__What is required__. In the passage about depression, rewrite the part that opens with the words "I went from" and closes with "of my sadness.", changing "therapist" to "counselor".

I went from a generally sunny disposition to having to bite my tongue multiple times a day because people annoyed me. Instead of enjoying my normal activities, I’d wander around the house with the attention span of a gnat. I struggled with insomnia. You can find a full list of the warning signs of depression here. I realized I needed help before I slipped into full-blown depression.
My therapist helped me understand the importance of mourning what grieves me. Sometimes, a simple statement will do. “I’m really sad that we won’t get to spend time together this summer.” Other times, I must give myself the time and space to cry. I may write in my journal, listen to sad songs, or watch a sad movie. But I acknowledge the reason for my tears. They come not only because of the lyrics or the storyline, but because of my sadness.

__Record set__.
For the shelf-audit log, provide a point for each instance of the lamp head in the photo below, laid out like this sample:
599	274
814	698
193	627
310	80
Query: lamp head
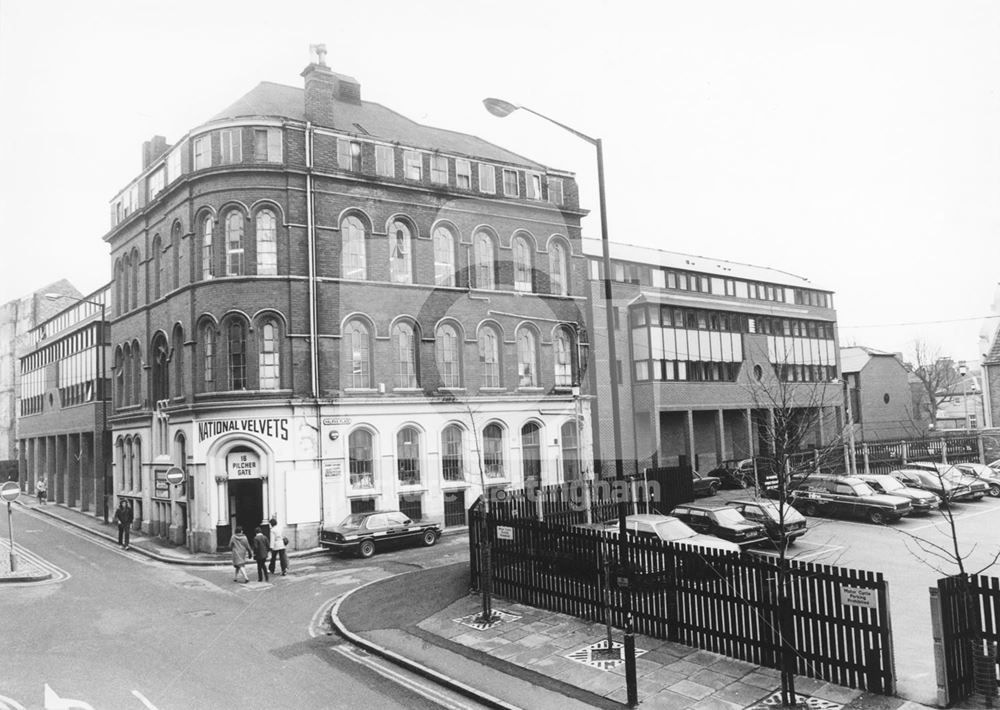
499	107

__Response below__.
I went from a generally sunny disposition to having to bite my tongue multiple times a day because people annoyed me. Instead of enjoying my normal activities, I’d wander around the house with the attention span of a gnat. I struggled with insomnia. You can find a full list of the warning signs of depression here. I realized I needed help before I slipped into full-blown depression.
My counselor helped me understand the importance of mourning what grieves me. Sometimes, a simple statement will do. “I’m really sad that we won’t get to spend time together this summer.” Other times, I must give myself the time and space to cry. I may write in my journal, listen to sad songs, or watch a sad movie. But I acknowledge the reason for my tears. They come not only because of the lyrics or the storyline, but because of my sadness.